*Text extract*.
════════════════
The Churchill Visitor Centre, at 211 Kelsey Blvd. (tel. 888/389-2327 or 204/675-2022), is open from July to late November Monday to Saturday 11am to 3pm. Another source of information is the Town of Churchill website (www.townofchurchill.ca). For information on Wapusk National Park, contact Parks Canada (tel. 888/773-8888 or 204/675-8863; www.pc.gc.ca).
Exploring the Area
Although the vast majority of visitors who travel this far north do so for wildlife viewing, there are a few other sights in and around town. From an industrial perspective, most impressive are the towering grain terminals along the waterfront. Grain is transported by train from the prairies to Churchill, where it is loaded onto ships bound for European markets. You can watch the grain being unloaded from grain cars onto ships -- 25 million bushels of wheat and barley clear the port in only 12 to 14 weeks of frantic nonstop operation through summer. Also in town, the Eskimo Museum (242 Laverendrye St.; tel. 204/675-2030) has a collection of fine Inuit carvings and artifacts. In the summer (June to mid-Nov), it's open Monday from 1 to 5pm and Tuesday through Saturday from 9am to noon and 1 to 5pm, and in winter (mid-Nov to May), the hours are Monday through Saturday from 1 to 4:30pm. Admission is by donation. Within walking distance from town is Cape Merry, at the mouth of the Churchill River. This is an excellent vantage point for getting a layout of the town and surrounding wilderness, as well as for viewing beluga whales and seabirds.
════════════════
Dataset excerpts about pointing at objects

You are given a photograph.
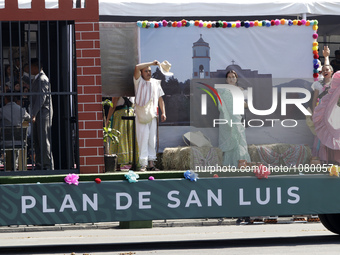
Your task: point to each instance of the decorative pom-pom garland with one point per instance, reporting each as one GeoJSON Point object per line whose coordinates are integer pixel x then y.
{"type": "Point", "coordinates": [240, 24]}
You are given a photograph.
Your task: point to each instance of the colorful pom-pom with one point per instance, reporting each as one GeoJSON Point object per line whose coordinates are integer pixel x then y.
{"type": "Point", "coordinates": [261, 172]}
{"type": "Point", "coordinates": [72, 179]}
{"type": "Point", "coordinates": [131, 176]}
{"type": "Point", "coordinates": [191, 175]}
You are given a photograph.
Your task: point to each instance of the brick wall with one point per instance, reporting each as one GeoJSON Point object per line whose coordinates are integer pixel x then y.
{"type": "Point", "coordinates": [90, 113]}
{"type": "Point", "coordinates": [86, 19]}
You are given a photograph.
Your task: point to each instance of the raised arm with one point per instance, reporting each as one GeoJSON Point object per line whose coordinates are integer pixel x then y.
{"type": "Point", "coordinates": [162, 107]}
{"type": "Point", "coordinates": [326, 52]}
{"type": "Point", "coordinates": [141, 66]}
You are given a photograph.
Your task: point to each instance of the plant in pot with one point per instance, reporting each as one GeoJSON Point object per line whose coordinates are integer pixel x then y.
{"type": "Point", "coordinates": [110, 135]}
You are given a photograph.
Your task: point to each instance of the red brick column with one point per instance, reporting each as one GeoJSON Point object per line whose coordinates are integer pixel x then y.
{"type": "Point", "coordinates": [90, 114]}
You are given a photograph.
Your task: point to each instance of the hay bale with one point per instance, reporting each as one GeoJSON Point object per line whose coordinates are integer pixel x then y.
{"type": "Point", "coordinates": [279, 148]}
{"type": "Point", "coordinates": [182, 158]}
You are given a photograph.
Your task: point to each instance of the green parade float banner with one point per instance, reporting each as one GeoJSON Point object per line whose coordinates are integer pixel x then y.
{"type": "Point", "coordinates": [56, 203]}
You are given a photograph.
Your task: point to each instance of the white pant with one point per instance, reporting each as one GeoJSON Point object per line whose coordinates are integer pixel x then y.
{"type": "Point", "coordinates": [146, 138]}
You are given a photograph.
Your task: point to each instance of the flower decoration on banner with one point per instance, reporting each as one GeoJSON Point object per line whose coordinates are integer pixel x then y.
{"type": "Point", "coordinates": [239, 24]}
{"type": "Point", "coordinates": [131, 176]}
{"type": "Point", "coordinates": [334, 170]}
{"type": "Point", "coordinates": [191, 175]}
{"type": "Point", "coordinates": [72, 179]}
{"type": "Point", "coordinates": [261, 172]}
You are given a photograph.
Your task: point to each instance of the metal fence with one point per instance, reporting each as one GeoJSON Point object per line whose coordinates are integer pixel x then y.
{"type": "Point", "coordinates": [39, 124]}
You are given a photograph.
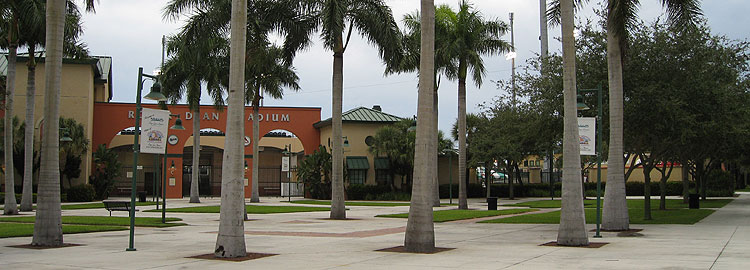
════════════════
*Set exercise 1*.
Answer these questions using the text on Churchill:
(a) What is the street address of the Churchill Visitor Centre?
(b) In how many weeks do 25 million bushels of wheat and barley clear the port?
(c) How is admission to the Eskimo Museum paid?
*Set exercise 2*. Extend the text on Churchill past its final sentence.

*Expected output 1*.
(a) 211 Kelsey Blvd.
(b) 12 to 14 weeks
(c) By donation

*Expected output 2*.
You can also take a boat ride to the Prince of Wales Fort (tel. 204/675-8863; www.pc.gc.ca). Construction of this partially restored, large stone fort was started in 1730 by the Hudson's Bay Company and took 40 years to complete. Yet after all that effort, Governor Samuel Hearne and 39 clerks and tradesmen surrendered the fort to the French without resistance in 1782, when faced with a possible attack by three French ships. July to October, the fort is open daily 1 to 5pm and 6 to 9pm. Admission to the grounds is free, though there is a C$8 per person charge for a guided tour. Access is by boat from Churchill and is usually combined with a whale-watching tour.
From Churchill, a number of outfitters offer polar bear tours (Oct and Nov) and whale-watching boat tours (July and Aug), most of which combine accommodations and airfares from Winnipeg. The polar bear tours take place east of town in specially designed "buggies" (one company calls them "Polar Rovers"), with large wheels and outdoor viewing decks to take you out onto the tundra to safely watch and photograph these magnificent creatures. You may also see other tundra wildlife such as foxes, caribou, and snowy owls.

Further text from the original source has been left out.